Una storia di vita: don Silvio uno di noi1

Salesiano di don Bosco: “Una voce misteriosa parla al mio cuore”

Alla fine della quarta ginnasio, nella festa di Maria Ausiliatrice del 1942 il giovane Silvio presenta la domanda per essere ammesso al noviziato come salesiano di don Bosco. Scrive: «Oh quanto desidero ciò! A questo mi stimola una voce misteriosa che parla al mio cuore, una forza pure misteriosa che mi spinge sempre di più a Dio, una grande pace che mi dice quanto sia bello e quanto sarà ancor più bello servire Dio. Non comprendo la grandezza di questa duplice grazia che Dio mi ha fatto. Mi sento però tanto indegno. Quindi mi raccomando caldamente alle vostre preghiere affinché lo Spirito Santo mi dia in grande abbondanza i suoi doni e Maria SS. Ausiliatrice mi guidi e mi aiuti a raggiungere la meta tanto sospirata e così salvare poi tante anime». Dopo la firma in nota aggiunge: «Spero che accetterete la mia domanda e così realizzare il mio sogno».2 Un giovane di soli 14 anni che animato dallo Spirito guarda al futuro, da autentico discepolo di Don Bosco, come un sogno da realizzare.
La domanda viene pienamente accettata.
Nella documentazione che accompagna il novizio il papà Giuseppe dichiara di acconsentire molto volentieri. Il parroco don Giovanni Redaelli ne loda la “buonissima” condotta, il carattere “felicissimo” e attesta che si accosta quotidianamente alla santa comunione. Il suo direttore don Luigi Besnate rileva che ha fatto la quarta ginnasio ed è stato promosso bene, aggiungendo: «Buono, di grande pietà; in qualche manifestazione della pietà va corretto o meglio moderato. Ebbe un manifesto desiderio di farsi salesiano fin dalla prima ginnasio».3
Il 10 settembre 1942 entra nel noviziato salesiano di Montodine, vicino Crema, sotto la guida sperimentata del Maestro don Luigi Vieceli. Il 20 giugno 1943, festa della SS.ma Trinità, presenta la domanda per poter emettere la prima professione, che farà il successivo l’11 settembre. Così scrive al direttore:

«Sono ormai giunto al termine del mio anno di prova. Durante questo tempo mi sono sforzato di studiare me stesso, di praticare le regole e di mettere le basi delle virtù caratteristiche del buon salesiano. Pertanto, dietro parere del mio direttore spirituale, faccio umile domanda d’essere ammesso, in qualità di chierico alla prima professione triennale nella Società di S. Francesco di Sales. Fiducioso che il Signore m’aiuterà ad essere sempre fedele alle mie promesse, spero che la mia domanda verrà accettata. Credetemi in Corde Jesu».
· · · · ·
Compiti:
(1) Rispondi a queste domande sul brano su don Silvio:
(a) In quale festa e in quale anno Silvio presenta la domanda per entrare nel noviziato?
(b) Come si chiama il parroco che ne loda la condotta?
(c) Dove si trova il noviziato in cui entra il 10 settembre 1942?
(2) Puoi trasformare in un elenco puntato il paragrafo del brano su don Silvio che comincia con "Nella documentazione che accompagna il novizio", mantenendone i fatti principali?
L'elenco proviene da una fonte diversa dal brano su don Silvio.

Voci per l'identificazione dei luoghi:
· · · · ·
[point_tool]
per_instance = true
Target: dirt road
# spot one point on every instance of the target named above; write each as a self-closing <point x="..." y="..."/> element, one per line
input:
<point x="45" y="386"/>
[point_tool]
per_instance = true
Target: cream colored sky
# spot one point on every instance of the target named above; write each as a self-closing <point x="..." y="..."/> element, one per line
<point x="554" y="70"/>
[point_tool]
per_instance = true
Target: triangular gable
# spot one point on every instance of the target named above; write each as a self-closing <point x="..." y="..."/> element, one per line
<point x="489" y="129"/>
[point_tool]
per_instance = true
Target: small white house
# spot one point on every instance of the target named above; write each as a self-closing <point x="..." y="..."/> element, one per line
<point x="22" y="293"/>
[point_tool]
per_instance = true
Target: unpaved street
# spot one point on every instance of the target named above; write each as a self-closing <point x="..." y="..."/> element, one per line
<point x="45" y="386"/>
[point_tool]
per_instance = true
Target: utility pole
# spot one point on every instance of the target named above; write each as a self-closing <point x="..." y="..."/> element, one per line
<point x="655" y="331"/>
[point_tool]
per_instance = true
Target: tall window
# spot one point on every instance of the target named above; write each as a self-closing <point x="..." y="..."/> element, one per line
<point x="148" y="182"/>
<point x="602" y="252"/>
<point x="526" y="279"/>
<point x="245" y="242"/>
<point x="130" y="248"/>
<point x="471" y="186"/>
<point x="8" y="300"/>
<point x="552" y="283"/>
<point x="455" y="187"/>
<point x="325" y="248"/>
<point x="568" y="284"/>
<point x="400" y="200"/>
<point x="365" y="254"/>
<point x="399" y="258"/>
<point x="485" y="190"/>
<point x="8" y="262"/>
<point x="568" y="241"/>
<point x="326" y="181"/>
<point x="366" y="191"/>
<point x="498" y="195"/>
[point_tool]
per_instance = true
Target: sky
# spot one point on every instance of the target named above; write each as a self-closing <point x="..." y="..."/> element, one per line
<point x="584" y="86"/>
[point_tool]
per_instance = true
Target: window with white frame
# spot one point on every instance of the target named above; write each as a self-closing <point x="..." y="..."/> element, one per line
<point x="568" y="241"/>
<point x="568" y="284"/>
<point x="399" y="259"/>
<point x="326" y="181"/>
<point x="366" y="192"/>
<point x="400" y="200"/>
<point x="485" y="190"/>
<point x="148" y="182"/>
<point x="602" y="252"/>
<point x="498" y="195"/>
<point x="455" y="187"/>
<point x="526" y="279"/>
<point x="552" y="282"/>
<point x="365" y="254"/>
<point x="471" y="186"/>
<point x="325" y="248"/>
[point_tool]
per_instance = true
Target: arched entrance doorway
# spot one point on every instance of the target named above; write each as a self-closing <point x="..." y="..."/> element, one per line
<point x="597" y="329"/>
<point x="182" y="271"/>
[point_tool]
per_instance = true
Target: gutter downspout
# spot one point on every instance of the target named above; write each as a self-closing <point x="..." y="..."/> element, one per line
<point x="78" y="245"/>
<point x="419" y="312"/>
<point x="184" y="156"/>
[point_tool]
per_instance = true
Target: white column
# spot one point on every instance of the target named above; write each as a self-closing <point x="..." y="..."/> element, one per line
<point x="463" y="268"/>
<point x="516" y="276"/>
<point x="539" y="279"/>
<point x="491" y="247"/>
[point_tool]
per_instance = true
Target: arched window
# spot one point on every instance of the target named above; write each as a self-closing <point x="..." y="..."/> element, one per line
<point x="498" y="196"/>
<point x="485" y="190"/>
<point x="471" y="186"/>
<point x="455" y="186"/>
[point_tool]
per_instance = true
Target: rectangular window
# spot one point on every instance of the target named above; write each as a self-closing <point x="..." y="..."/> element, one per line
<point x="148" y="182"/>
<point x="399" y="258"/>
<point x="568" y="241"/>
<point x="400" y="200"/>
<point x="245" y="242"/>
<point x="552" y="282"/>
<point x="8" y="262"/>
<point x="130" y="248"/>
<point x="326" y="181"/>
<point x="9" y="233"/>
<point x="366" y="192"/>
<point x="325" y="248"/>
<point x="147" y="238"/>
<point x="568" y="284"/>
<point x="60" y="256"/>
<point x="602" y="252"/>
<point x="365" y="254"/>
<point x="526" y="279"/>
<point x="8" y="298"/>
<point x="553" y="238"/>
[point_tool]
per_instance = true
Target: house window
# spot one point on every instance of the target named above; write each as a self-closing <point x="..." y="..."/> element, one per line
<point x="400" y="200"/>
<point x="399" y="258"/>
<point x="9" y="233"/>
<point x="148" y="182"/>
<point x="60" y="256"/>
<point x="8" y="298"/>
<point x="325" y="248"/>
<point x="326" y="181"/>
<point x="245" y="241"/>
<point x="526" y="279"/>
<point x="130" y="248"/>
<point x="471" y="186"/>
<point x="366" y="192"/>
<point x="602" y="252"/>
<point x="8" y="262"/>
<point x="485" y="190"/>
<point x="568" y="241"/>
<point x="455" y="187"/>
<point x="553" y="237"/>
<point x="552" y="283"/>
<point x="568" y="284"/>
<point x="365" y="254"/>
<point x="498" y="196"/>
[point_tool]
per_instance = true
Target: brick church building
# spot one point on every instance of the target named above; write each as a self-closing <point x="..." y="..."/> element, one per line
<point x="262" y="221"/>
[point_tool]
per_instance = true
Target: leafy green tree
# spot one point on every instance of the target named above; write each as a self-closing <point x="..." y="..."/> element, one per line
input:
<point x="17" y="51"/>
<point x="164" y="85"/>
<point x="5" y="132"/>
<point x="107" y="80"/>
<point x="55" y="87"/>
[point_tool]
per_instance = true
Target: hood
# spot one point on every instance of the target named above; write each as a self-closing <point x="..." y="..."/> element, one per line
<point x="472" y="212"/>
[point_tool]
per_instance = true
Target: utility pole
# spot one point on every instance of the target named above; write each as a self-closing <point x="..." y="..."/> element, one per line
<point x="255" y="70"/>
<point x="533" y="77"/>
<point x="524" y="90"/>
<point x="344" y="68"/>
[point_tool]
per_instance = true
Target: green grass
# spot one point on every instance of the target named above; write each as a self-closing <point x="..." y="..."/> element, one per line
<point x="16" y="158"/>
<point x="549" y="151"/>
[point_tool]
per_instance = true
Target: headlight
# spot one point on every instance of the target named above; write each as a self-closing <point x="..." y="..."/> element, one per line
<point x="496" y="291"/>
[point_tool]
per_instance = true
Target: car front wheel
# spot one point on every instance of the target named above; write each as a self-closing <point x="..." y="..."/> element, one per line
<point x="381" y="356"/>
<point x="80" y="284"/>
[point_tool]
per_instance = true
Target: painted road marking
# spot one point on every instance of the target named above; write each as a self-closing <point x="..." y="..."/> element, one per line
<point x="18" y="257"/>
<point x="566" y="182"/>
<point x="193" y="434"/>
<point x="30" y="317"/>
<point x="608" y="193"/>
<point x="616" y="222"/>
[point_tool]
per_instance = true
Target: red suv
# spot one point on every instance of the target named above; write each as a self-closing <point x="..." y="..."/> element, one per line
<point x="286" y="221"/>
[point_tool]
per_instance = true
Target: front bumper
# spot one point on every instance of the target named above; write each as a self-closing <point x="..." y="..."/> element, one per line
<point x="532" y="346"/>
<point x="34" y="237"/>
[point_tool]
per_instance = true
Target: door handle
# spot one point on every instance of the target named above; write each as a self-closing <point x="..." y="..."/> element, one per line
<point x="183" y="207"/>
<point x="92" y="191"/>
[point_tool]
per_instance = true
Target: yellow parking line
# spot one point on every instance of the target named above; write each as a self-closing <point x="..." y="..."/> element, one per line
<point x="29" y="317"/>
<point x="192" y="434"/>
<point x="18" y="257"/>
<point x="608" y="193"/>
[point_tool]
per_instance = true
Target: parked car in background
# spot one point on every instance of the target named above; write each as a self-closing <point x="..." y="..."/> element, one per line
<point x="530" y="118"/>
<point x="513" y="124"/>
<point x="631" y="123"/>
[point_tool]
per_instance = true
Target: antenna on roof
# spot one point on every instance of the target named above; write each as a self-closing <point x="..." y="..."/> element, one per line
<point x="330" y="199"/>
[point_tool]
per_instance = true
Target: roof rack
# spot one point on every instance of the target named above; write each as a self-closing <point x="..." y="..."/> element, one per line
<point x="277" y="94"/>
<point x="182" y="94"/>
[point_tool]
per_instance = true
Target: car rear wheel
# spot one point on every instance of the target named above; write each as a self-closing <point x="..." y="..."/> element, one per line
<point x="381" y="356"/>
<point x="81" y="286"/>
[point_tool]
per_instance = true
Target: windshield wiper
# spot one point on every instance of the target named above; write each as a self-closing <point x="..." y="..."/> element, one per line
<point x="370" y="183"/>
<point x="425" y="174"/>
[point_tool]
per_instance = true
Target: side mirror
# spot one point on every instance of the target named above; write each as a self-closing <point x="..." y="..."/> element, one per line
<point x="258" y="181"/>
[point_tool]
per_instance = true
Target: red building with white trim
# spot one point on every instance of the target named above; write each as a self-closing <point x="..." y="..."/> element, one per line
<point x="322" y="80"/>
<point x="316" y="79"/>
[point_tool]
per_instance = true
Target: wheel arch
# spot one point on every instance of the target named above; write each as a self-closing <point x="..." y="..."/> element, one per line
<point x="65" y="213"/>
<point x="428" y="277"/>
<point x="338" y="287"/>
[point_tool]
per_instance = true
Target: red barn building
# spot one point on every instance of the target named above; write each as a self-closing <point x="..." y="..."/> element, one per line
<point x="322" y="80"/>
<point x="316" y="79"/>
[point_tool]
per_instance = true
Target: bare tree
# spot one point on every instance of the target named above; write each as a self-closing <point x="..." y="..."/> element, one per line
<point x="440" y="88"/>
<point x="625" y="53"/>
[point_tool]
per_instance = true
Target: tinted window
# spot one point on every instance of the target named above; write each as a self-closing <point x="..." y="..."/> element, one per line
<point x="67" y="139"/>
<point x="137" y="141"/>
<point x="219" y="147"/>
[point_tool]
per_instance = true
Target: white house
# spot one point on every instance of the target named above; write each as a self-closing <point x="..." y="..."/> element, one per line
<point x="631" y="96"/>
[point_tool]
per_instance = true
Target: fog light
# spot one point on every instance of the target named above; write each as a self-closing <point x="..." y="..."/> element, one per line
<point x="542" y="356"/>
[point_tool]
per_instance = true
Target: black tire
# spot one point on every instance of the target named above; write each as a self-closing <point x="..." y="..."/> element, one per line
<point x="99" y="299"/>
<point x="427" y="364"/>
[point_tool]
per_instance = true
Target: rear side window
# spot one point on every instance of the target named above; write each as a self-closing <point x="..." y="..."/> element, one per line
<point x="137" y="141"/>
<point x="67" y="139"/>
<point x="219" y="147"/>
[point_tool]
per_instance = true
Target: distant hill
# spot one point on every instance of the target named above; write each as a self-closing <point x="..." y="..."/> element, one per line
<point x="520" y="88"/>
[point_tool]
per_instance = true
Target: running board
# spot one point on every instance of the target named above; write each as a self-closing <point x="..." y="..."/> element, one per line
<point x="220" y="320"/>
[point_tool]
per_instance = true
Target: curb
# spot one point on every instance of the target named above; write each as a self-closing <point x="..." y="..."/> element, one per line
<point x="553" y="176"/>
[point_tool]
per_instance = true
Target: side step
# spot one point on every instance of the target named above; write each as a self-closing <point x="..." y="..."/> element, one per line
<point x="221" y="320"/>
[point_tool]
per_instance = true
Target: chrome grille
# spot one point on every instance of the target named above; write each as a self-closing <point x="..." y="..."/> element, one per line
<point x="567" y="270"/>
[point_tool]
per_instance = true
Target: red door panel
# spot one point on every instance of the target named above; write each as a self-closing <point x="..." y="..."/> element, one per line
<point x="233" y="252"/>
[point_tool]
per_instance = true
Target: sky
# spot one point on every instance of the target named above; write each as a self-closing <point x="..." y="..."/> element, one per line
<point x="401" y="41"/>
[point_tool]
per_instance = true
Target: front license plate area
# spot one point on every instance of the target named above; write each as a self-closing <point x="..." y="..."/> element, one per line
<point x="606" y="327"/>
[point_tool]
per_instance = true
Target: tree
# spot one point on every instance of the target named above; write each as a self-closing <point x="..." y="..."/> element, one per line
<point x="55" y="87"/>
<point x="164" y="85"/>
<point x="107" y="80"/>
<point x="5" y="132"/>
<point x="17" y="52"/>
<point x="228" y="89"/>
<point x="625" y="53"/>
· · · · ·
Risposte date:
(1)
(a) Nella festa di Maria Ausiliatrice del 1942.
(b) Don Giovanni Redaelli.
(c) A Montodine, vicino Crema.

(2)
- Il padre Giuseppe dà il suo consenso molto volentieri.
- Il parroco don Giovanni Redaelli loda la condotta "buonissima" e il carattere "felicissimo" di Silvio e attesta che riceve ogni giorno la comunione.
- Il direttore don Luigi Besnate riferisce che Silvio ha fatto la quarta ginnasio ed è stato promosso bene.
- Lo stesso direttore lo descrive come buono e di grande pietà, ma nota che in qualche manifestazione della pietà va moderato.
- Aggiunge che Silvio desiderava farsi salesiano fin dalla prima ginnasio.